** BEGIN GIVEN ENTRIES **
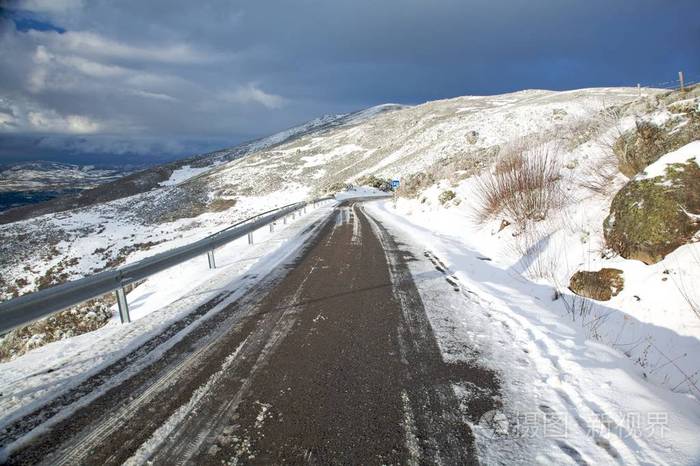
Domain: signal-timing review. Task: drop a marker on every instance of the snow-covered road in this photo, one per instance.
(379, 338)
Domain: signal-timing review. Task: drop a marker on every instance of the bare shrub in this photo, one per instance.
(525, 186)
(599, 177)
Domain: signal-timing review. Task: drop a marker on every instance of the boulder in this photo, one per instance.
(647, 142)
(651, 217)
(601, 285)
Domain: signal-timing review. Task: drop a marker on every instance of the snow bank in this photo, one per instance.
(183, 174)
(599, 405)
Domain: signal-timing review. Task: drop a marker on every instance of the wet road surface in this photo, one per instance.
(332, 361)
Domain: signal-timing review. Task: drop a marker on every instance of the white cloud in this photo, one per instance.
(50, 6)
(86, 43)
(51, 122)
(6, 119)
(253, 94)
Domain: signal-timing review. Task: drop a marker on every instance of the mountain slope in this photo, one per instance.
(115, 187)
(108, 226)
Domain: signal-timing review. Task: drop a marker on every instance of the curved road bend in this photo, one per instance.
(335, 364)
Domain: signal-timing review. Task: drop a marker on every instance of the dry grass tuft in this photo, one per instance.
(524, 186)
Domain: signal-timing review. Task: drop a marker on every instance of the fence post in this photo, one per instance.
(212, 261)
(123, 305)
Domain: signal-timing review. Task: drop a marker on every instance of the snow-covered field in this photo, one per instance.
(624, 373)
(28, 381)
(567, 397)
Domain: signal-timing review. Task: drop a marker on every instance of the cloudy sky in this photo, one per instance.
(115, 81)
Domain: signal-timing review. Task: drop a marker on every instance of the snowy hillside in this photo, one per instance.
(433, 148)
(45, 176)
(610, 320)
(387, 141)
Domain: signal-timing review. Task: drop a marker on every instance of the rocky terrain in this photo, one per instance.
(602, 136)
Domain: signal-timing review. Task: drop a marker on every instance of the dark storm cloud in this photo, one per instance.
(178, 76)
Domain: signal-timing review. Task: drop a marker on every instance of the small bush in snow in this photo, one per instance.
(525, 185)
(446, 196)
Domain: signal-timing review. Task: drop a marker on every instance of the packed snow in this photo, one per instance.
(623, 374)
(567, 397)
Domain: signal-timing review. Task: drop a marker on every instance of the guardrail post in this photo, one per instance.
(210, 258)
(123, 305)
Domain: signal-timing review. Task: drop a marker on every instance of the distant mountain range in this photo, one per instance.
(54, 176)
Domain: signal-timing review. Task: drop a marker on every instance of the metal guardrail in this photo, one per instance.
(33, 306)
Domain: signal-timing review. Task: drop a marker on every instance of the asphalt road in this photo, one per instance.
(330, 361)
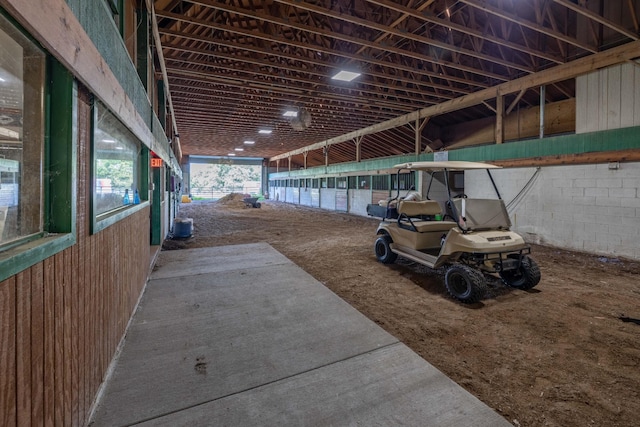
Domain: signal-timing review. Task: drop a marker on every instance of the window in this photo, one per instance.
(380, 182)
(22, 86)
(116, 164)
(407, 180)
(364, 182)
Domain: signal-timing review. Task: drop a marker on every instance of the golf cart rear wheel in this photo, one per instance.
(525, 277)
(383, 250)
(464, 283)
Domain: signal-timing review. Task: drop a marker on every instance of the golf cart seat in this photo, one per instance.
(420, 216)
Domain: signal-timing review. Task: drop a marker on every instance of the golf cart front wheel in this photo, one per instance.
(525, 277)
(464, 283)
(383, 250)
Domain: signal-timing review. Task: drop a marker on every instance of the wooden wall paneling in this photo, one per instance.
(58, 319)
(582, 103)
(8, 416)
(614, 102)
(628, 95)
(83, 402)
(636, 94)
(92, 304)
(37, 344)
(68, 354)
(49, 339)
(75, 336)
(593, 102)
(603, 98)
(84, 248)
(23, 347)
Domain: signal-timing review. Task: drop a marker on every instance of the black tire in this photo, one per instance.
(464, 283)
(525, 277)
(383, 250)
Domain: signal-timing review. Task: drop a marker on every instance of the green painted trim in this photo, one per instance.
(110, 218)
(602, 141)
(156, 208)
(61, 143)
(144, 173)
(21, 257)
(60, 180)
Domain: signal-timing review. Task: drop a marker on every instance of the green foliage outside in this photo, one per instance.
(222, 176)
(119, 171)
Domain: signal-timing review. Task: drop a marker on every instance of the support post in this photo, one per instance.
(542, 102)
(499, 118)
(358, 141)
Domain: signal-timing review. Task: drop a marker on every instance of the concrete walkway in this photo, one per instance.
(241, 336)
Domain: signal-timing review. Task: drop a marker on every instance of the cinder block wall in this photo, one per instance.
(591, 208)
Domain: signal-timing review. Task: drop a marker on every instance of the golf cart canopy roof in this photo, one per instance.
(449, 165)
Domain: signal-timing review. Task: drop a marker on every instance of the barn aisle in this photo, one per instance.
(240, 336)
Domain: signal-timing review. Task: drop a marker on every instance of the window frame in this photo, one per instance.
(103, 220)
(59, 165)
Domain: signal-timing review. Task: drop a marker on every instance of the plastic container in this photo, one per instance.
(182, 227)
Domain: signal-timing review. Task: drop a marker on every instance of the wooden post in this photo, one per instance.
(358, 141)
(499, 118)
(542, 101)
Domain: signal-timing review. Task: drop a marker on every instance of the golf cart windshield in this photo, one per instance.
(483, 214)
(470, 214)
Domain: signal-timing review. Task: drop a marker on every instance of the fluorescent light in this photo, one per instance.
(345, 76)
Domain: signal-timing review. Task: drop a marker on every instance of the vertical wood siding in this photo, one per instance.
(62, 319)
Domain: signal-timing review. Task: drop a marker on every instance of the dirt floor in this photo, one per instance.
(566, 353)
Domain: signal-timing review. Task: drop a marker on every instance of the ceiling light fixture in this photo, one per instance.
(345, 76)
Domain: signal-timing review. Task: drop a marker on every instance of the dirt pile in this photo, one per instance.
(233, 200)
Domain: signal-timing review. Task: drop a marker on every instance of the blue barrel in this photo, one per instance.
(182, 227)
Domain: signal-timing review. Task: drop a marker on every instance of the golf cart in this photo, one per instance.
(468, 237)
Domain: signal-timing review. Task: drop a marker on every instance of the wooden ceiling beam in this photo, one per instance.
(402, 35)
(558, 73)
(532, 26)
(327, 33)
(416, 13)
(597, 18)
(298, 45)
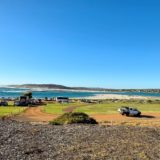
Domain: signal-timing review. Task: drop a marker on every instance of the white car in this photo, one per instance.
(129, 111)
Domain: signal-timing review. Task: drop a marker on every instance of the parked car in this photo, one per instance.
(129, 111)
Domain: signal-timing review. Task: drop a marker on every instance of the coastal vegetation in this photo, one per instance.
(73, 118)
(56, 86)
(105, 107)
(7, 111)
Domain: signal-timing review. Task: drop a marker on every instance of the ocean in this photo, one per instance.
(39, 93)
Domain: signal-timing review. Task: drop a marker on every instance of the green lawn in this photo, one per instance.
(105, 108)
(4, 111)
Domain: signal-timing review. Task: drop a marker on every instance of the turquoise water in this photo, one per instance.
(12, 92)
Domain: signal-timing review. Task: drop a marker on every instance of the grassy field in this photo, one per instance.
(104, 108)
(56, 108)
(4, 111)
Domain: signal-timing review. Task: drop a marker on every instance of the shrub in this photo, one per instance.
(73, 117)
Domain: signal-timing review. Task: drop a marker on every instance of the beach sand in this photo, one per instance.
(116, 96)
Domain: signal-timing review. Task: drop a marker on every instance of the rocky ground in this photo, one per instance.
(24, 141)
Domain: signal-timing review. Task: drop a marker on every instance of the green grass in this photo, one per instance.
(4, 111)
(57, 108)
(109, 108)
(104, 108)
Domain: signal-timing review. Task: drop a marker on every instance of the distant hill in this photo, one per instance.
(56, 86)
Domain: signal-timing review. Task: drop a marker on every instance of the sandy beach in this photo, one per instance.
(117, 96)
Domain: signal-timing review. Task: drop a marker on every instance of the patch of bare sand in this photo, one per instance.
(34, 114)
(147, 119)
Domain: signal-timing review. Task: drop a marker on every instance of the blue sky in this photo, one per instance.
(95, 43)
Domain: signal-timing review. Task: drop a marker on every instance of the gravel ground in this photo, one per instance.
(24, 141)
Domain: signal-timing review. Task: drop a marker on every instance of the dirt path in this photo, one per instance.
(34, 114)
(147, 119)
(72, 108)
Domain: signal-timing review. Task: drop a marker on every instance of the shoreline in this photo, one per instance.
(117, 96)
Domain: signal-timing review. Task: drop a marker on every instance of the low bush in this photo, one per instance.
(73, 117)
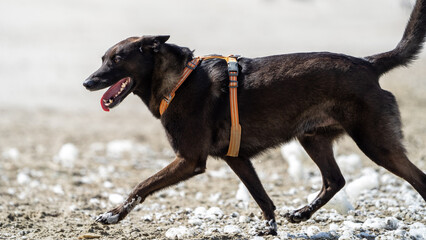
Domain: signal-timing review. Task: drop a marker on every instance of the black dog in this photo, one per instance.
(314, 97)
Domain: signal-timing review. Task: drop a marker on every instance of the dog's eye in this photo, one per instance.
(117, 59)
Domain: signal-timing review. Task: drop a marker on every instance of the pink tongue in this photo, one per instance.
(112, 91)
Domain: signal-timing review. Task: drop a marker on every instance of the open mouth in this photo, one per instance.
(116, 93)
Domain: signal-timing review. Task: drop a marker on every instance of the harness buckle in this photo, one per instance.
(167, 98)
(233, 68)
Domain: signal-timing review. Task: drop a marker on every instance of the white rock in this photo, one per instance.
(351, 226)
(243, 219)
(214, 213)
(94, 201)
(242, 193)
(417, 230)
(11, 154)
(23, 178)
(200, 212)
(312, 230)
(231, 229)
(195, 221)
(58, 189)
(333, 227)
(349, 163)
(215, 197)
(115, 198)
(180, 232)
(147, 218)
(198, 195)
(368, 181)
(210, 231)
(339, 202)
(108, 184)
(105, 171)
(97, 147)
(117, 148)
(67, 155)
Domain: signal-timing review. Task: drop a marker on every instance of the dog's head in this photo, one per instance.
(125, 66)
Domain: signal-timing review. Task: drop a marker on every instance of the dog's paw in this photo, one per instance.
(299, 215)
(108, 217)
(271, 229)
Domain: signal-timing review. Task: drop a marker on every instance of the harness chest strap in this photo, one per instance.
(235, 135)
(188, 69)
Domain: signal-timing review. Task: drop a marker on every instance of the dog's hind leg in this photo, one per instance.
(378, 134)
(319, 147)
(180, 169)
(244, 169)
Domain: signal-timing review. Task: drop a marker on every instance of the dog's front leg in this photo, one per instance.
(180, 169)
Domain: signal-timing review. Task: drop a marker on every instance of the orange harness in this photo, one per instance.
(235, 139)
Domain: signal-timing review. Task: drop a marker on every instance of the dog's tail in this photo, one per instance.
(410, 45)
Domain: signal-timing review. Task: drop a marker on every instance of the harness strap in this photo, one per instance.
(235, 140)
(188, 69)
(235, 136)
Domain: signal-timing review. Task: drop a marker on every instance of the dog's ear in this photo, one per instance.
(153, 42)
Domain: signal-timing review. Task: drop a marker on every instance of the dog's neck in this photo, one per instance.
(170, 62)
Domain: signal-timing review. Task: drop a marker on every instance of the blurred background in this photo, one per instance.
** END GIVEN ENTRIES **
TO BE DONE: Reproduce exactly the line containing "harness in this photo, one per instance." and every line after it through the end of the records above, and nothing else.

FINISHED TASK:
Domain: signal-timing review. Task: drop a marker on every instance of the orange harness in this photo, one per instance.
(235, 139)
Domain: signal-timing review. Task: drop a marker on every instance of the dog's tail in this photo, one per instance.
(410, 45)
Domain: signal-timing review. Task: drop a marker on every instance of the harness strap in this photo, one per instance.
(235, 140)
(188, 69)
(235, 136)
Domain: signal-timing review. Task: drop a marker on every instance of the dog's ear in this photo, one per instance.
(153, 42)
Domain: signal-timing review. Task: drop a marker on every instance of the dog's neck in this photo, one per instance.
(170, 62)
Domain: signal-timing review. Task: drop a marker on every instance of the blurred background in this photo, one per instance.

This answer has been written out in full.